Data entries
□ □ □ □ □
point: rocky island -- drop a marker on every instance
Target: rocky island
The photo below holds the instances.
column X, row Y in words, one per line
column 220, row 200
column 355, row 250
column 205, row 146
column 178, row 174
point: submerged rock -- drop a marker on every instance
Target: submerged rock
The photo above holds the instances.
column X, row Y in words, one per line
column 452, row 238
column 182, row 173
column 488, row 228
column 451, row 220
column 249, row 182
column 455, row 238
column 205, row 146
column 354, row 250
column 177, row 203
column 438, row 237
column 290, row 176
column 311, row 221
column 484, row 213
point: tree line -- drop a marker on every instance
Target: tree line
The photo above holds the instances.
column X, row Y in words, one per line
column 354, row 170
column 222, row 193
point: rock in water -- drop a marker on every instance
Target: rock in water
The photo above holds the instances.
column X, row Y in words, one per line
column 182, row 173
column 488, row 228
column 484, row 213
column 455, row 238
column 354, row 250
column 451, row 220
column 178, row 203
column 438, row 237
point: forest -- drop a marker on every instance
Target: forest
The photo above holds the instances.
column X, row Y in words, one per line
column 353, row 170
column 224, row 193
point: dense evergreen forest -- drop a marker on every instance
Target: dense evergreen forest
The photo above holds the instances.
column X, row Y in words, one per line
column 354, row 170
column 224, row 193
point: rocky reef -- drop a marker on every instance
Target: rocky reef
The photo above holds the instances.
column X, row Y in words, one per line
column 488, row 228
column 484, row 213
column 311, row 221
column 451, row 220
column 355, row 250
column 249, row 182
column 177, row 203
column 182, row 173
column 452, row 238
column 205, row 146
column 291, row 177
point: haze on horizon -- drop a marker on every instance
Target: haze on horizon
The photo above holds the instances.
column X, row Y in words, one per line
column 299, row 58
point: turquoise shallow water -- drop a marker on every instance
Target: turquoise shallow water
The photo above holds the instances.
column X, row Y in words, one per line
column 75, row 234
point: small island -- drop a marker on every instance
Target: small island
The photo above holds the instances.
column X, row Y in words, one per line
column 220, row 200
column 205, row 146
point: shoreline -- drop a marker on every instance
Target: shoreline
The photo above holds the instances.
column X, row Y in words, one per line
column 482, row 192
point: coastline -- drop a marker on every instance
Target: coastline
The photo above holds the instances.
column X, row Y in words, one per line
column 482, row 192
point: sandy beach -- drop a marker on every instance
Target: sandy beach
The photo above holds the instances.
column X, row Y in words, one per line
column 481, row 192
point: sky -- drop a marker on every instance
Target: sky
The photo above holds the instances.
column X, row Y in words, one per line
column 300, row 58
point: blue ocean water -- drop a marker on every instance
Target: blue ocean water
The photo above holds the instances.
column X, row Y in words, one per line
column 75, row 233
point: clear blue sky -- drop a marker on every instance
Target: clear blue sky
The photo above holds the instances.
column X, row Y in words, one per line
□ □ □ □ □
**Problem description:** In the records, locate each line holding the string "dense" and copy it.

**Task answer:**
point: dense evergreen forest -- drop a marker on every instance
Target: dense evergreen forest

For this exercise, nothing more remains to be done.